» RECORD EXTRACTS:
_ _ _

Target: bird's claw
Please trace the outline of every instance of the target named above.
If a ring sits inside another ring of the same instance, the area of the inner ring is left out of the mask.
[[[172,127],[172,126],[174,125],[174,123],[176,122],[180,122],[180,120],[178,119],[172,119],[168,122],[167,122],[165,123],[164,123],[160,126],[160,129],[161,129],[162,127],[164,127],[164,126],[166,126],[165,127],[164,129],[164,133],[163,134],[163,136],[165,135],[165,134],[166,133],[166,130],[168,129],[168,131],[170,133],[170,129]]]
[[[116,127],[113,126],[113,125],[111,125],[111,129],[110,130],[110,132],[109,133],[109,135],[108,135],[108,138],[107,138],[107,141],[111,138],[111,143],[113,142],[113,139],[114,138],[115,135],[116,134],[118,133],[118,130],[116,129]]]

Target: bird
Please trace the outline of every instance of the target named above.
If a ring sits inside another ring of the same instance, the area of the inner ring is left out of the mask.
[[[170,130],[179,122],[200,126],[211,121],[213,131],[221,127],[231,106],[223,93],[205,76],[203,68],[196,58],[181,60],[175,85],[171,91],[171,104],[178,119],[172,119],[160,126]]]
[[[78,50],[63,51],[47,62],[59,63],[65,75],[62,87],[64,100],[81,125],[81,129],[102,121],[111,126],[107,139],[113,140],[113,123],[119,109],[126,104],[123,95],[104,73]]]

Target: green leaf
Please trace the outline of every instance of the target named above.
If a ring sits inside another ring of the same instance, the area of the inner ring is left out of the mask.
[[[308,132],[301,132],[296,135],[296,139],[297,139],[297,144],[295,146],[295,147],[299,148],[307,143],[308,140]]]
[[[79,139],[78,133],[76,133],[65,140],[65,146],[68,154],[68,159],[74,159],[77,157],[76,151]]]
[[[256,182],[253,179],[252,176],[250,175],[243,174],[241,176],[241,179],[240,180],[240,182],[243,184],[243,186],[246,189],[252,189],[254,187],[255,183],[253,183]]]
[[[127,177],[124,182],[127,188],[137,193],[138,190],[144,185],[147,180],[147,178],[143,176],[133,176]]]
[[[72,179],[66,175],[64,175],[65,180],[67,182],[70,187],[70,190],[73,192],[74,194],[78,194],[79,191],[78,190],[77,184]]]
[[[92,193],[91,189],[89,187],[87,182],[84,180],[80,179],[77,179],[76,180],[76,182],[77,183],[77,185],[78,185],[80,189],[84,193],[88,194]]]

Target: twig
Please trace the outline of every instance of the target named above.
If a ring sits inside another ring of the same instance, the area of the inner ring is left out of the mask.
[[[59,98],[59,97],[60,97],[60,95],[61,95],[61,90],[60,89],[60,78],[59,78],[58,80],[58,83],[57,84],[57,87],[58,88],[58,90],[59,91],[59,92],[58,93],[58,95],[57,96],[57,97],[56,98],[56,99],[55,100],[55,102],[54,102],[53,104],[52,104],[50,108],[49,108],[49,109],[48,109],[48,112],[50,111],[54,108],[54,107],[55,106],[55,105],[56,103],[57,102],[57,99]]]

_ _ _

» DO THIS: Put every non-blank line of the records above into a Markdown table with two columns, Row and Line. Row holds the line's number and Line holds its text.

» CORRECT ANSWER:
| Row | Line |
|---|---|
| 1 | Target: bird's claw |
| 2 | Please trace the outline of every instance of the target named above. |
| 3 | If a ring sits inside another ring of the same instance, the area of the inner ring is left out of the mask. |
| 4 | [[[172,127],[172,126],[174,125],[174,123],[176,122],[180,122],[180,120],[178,119],[172,119],[168,122],[167,122],[165,123],[164,123],[160,126],[160,129],[161,129],[162,127],[164,127],[164,126],[166,126],[165,127],[164,129],[164,133],[163,134],[163,136],[165,135],[165,134],[166,133],[166,130],[168,129],[168,131],[170,133],[170,129]]] |
| 5 | [[[116,127],[113,126],[113,125],[111,125],[111,129],[110,130],[110,132],[109,133],[109,135],[108,135],[108,138],[107,138],[107,141],[111,138],[111,143],[113,142],[113,139],[114,138],[115,135],[116,134],[118,133],[118,130],[116,129]]] |
| 6 | Target: bird |
| 7 | Please trace the outline of every instance of the target named above. |
| 8 | If a ring sits inside another ring of the same instance, the area of the inner ring is left out of the mask. |
| 9 | [[[170,130],[179,122],[200,126],[211,121],[213,131],[221,127],[231,106],[223,93],[205,76],[203,68],[196,58],[181,60],[175,85],[171,91],[171,104],[178,119],[172,119],[160,126]]] |
| 10 | [[[78,50],[63,51],[47,62],[59,63],[65,75],[62,87],[64,100],[81,125],[81,129],[102,121],[111,126],[107,139],[113,140],[113,123],[119,109],[126,104],[123,95],[104,73]]] |
| 11 | Target: green leaf |
| 12 | Please trace the outline of every instance of the target named above. |
| 13 | If a ring sits inside another ring of the same instance, the area of the inner ring is left out of the mask. |
| 14 | [[[308,132],[301,132],[296,135],[296,139],[297,139],[297,144],[295,146],[295,147],[299,148],[307,143],[308,140]]] |
| 15 | [[[79,139],[78,133],[76,133],[65,140],[65,146],[68,154],[68,159],[74,159],[77,157],[76,151]]] |
| 16 | [[[256,182],[253,179],[252,176],[250,175],[243,174],[241,176],[241,179],[240,180],[240,182],[243,184],[243,186],[246,189],[252,189],[254,187],[255,183],[253,183]]] |
| 17 | [[[127,177],[124,182],[127,188],[137,193],[138,190],[144,185],[147,180],[147,178],[143,176],[133,176]]] |
| 18 | [[[72,179],[66,175],[64,175],[65,180],[67,182],[70,187],[70,190],[73,192],[74,194],[78,194],[79,191],[78,190],[77,184]]] |
| 19 | [[[92,193],[91,189],[89,187],[87,182],[84,180],[80,179],[77,179],[76,180],[76,182],[77,183],[77,185],[78,185],[80,189],[84,193],[88,194]]] |
| 20 | Target: twig |
| 21 | Please trace the outline of every instance of the target named above. |
| 22 | If a ring sits inside another ring of the same instance, the area of the inner ring is left out of the mask. |
| 23 | [[[59,98],[59,97],[60,97],[60,95],[61,95],[61,90],[60,89],[60,78],[59,78],[58,80],[58,83],[57,84],[57,87],[58,88],[58,90],[59,91],[59,92],[58,93],[58,95],[57,96],[57,97],[56,98],[56,99],[55,100],[55,102],[54,102],[53,104],[52,104],[50,108],[49,108],[49,109],[48,109],[48,112],[50,111],[54,108],[54,107],[55,106],[55,105],[56,103],[57,102],[57,99]]] |